*** Opening Reading text ***

Good Morning, this is Capital Essence’s Market Outlook (the technical analysis of financial markets) for Friday June 11, 2021.
We’ve noted in the previous Market Outlook that: “although return of overbought conditions on an intraday basis is keeping buyers at bay, the early May high, around S&P’s 4236, continues to act as price magnet. It is possible that S&P could continue to drift higher as trading sentiment remains strong. As for strategy, buying into short-term dips remains the most profitable strategy.” As anticipated, S&P closed at record highs Thursday, climbed nearly 0.5 percent to 4,239.18, shrugging off the hottest pace of inflation in decades as Treasury yields slipped on signs bond bears are caving in on bets against the Federal Reserve. The Dow Jones Industrial Average advanced less than 0.1 percent to 34,466.24, while the Nasdaq Composite gained about 0.8 percent to 14,020.33. The CBOE Volatility Index (VIX) widely considered the best gauge of fear in the market, fell about 10 percent to 16.11.

*** Closing Reading text ***
*** Opening Source material ***

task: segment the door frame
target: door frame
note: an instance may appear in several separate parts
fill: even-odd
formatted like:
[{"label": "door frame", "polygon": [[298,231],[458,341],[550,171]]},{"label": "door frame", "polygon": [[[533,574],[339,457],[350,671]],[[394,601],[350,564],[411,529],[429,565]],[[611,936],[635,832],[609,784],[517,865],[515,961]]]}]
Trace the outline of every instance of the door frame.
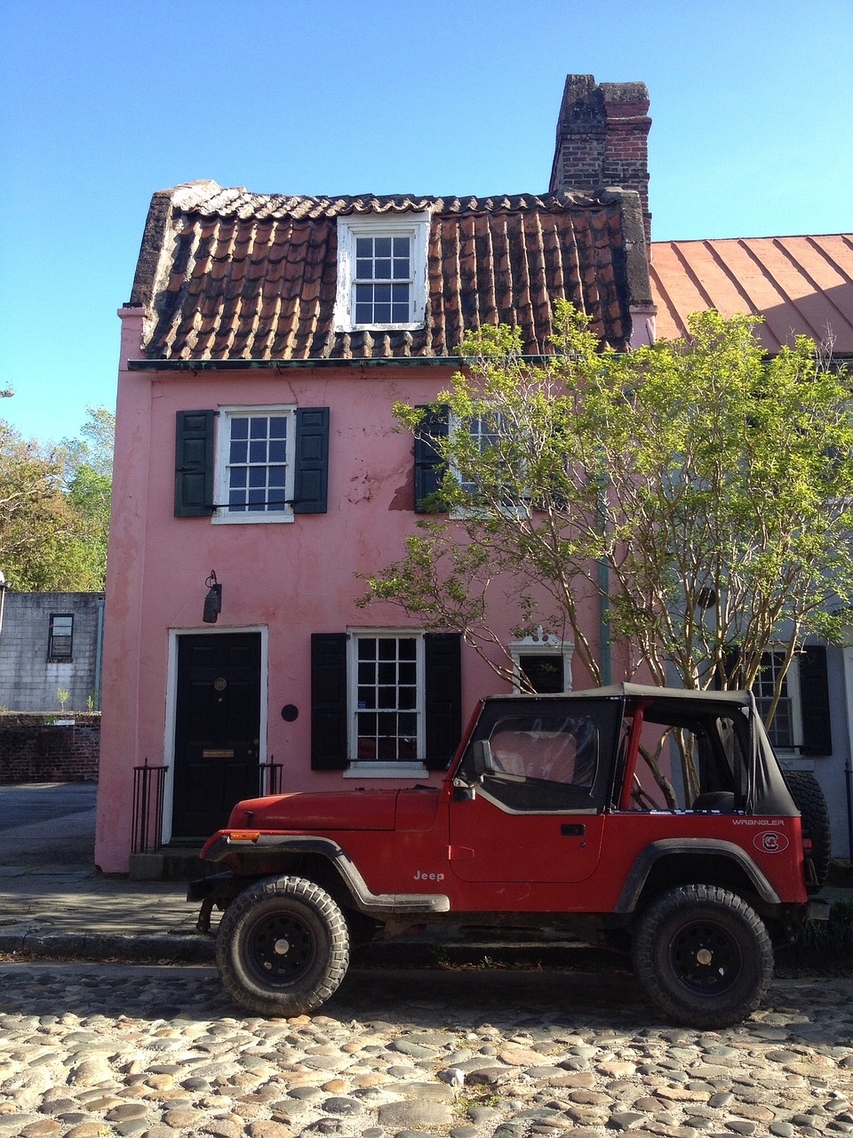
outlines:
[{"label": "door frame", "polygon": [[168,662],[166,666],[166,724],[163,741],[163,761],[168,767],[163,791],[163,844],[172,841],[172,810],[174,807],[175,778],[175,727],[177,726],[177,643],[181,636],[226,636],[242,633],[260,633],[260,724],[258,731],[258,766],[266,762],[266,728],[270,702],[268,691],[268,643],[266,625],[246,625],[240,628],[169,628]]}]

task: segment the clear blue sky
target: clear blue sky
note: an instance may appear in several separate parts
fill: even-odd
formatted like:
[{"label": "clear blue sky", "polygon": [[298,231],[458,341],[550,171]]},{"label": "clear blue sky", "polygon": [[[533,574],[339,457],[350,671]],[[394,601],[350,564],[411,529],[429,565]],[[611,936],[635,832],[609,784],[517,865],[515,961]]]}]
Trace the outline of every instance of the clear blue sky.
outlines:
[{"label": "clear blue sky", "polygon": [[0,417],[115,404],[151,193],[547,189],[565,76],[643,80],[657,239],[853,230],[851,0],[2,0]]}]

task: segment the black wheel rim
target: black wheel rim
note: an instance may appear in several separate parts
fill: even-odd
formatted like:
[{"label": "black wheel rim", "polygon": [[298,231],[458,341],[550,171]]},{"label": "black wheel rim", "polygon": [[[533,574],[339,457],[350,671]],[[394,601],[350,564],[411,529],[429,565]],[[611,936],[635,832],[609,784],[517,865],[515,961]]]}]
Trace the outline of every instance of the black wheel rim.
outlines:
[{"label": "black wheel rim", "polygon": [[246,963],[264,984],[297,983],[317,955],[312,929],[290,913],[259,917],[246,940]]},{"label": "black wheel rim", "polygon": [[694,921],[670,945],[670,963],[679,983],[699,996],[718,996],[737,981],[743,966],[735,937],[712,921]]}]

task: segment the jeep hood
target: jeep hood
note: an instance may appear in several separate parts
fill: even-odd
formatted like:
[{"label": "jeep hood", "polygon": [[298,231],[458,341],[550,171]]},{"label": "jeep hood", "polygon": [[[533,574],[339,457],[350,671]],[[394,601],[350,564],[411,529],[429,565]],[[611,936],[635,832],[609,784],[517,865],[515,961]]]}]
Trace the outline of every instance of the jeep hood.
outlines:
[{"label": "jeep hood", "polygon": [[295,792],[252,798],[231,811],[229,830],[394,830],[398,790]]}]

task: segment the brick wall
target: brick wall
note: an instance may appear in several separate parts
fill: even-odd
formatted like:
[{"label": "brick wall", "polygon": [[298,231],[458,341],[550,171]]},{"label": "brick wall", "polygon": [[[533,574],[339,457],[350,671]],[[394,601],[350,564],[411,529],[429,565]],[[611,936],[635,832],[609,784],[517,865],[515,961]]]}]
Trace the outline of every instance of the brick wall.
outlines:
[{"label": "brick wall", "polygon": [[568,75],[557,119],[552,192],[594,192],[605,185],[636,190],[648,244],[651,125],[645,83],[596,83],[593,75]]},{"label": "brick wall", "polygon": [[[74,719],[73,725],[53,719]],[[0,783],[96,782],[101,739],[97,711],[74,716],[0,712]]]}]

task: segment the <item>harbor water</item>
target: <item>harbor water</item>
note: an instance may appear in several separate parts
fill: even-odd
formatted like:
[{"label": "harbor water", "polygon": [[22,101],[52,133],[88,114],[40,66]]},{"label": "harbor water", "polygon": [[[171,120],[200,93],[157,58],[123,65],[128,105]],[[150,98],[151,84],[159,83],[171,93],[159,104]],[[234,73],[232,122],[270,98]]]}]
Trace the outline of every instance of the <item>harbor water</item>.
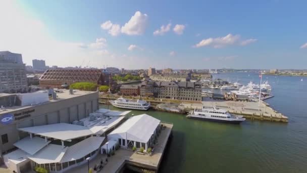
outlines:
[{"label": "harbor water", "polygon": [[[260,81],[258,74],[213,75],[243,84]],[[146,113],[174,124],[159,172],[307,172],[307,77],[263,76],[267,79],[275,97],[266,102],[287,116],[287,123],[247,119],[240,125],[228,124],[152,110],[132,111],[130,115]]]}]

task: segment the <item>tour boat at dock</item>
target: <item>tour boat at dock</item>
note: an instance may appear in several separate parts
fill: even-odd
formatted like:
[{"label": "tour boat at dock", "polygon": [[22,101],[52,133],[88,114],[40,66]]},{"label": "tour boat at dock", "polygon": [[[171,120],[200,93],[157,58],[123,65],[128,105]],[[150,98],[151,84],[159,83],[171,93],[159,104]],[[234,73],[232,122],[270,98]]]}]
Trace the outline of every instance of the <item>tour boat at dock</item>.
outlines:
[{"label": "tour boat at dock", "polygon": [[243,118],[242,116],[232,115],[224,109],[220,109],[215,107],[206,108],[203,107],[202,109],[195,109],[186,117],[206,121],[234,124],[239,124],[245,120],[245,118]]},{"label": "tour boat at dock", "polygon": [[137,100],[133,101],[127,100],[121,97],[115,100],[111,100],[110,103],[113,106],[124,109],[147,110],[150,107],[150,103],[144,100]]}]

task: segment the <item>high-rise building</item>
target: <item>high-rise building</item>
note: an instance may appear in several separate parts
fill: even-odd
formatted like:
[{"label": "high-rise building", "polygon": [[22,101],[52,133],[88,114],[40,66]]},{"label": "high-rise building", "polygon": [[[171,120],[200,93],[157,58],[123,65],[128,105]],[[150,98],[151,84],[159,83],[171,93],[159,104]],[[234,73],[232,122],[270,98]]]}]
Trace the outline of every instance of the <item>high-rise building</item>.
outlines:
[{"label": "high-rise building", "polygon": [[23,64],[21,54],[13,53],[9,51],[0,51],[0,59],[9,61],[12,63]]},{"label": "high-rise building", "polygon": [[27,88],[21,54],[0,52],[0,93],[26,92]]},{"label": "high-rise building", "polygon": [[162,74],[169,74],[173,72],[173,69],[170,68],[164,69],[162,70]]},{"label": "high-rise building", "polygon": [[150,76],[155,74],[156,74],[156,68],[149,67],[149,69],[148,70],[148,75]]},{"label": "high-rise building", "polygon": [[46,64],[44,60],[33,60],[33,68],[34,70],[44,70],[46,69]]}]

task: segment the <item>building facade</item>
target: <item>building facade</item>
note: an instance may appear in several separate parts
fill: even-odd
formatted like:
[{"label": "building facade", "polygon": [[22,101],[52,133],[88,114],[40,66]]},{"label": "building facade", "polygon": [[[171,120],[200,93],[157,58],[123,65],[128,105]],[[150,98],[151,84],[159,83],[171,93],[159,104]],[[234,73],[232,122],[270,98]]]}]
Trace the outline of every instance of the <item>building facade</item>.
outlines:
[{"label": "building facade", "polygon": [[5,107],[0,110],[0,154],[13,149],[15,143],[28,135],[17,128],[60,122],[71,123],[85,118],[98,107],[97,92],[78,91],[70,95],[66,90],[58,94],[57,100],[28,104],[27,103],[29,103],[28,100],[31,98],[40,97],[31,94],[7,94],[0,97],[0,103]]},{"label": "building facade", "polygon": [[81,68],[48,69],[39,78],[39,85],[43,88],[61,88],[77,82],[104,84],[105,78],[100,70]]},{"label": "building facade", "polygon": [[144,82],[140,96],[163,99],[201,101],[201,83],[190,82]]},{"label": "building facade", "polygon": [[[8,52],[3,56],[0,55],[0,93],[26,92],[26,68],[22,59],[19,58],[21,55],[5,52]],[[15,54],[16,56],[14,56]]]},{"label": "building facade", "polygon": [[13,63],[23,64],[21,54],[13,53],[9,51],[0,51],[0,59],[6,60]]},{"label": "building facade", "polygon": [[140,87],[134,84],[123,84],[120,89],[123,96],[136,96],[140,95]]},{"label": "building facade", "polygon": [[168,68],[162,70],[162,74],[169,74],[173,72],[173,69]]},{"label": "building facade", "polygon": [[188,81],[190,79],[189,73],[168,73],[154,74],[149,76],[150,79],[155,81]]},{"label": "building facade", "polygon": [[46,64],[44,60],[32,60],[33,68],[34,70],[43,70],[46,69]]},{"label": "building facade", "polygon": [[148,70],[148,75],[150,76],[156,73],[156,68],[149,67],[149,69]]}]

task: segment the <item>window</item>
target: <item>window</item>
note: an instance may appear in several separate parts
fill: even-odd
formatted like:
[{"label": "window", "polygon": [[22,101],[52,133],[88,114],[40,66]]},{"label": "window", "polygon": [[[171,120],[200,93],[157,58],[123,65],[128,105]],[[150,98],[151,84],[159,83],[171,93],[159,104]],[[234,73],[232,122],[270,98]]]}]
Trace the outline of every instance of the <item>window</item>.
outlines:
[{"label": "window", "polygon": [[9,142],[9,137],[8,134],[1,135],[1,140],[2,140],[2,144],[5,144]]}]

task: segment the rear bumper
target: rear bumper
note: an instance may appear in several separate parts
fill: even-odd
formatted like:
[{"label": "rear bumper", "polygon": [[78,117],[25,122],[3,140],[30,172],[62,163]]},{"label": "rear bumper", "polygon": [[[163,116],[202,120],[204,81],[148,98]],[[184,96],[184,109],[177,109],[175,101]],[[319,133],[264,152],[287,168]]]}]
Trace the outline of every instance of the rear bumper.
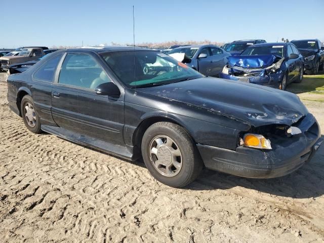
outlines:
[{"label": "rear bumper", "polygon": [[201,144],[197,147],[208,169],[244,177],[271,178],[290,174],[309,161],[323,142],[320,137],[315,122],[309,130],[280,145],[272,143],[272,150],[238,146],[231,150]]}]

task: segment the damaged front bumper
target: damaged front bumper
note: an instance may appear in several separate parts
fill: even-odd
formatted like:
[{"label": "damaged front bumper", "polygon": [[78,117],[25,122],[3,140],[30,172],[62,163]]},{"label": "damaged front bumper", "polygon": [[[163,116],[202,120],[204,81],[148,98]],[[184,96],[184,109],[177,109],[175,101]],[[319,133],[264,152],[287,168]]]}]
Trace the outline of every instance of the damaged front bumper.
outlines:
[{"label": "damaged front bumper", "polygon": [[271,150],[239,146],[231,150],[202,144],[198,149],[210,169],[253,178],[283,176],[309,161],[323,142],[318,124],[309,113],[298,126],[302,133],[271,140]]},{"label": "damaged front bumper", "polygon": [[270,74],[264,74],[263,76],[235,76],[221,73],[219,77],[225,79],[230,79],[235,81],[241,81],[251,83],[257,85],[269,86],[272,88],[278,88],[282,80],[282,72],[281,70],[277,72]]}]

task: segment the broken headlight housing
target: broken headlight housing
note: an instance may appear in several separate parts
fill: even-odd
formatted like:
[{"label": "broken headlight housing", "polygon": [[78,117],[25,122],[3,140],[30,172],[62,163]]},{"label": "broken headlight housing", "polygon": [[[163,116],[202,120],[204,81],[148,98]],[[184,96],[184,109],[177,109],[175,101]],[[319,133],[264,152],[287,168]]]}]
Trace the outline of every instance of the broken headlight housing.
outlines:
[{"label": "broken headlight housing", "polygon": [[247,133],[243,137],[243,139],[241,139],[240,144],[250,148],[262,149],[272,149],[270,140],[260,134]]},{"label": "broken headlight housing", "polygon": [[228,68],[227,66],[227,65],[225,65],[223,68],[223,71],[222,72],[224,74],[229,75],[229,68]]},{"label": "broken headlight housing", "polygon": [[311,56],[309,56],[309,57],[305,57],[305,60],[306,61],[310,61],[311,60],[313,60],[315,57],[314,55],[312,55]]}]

*** Closing Source material ***

• Problem set:
(1) Revise the market outlook from "We’ve noted in" to "percent to 16.11.", replacing "record highs" with "all-time highs".
(2) Continue the market outlook from its final sentence.

• Solved problems:
(1)
We’ve noted in the previous Market Outlook that: “although return of overbought conditions on an intraday basis is keeping buyers at bay, the early May high, around S&P’s 4236, continues to act as price magnet. It is possible that S&P could continue to drift higher as trading sentiment remains strong. As for strategy, buying into short-term dips remains the most profitable strategy.” As anticipated, S&P closed at all-time highs Thursday, climbed nearly 0.5 percent to 4,239.18, shrugging off the hottest pace of inflation in decades as Treasury yields slipped on signs bond bears are caving in on bets against the Federal Reserve. The Dow Jones Industrial Average advanced less than 0.1 percent to 34,466.24, while the Nasdaq Composite gained about 0.8 percent to 14,020.33. The CBOE Volatility Index (VIX) widely considered the best gauge of fear in the market, fell about 10 percent to 16.11.

(2)
Health care stocks were the standout performer on the day, led by a jump in Bristol-Myers Squibb Company (BMY) and Bio-Rad Laboratories Inc (BIO). BMY jumped 3% after reporting a positive update from a late-stage trial of its cancer drug Breyanzi. As such, the Health Care Select Sector SPDR Fund (XLV) rose 1.71 percent on the day and is up about 11 percent YTD, slightly underperformed the S&P. Now the question is what’s next? Below is an update look at a trade in XLV.
The graphics below are from our “U.S. Market Trading Map”, show the near-term technical bias and trading ranges. As shown, the underlying is in a short-term bullish trend when the price bars are painted in green. The underlying is in a short-term bearish trend when the price bars are painted in red. The yellow bars identify period of neutral or sideways trading pattern. Additionally, the light-blue shading represents the short-term trading range. A move above or below that range is considered overbought (as represents by the red shading) or oversold (as represents by the dark-green shading). Readings above or below the red and green shaded areas are considered extremely overbought or extremely oversold.
Chart 1.1 – Health Care Select Sector SPDR Fund (weekly)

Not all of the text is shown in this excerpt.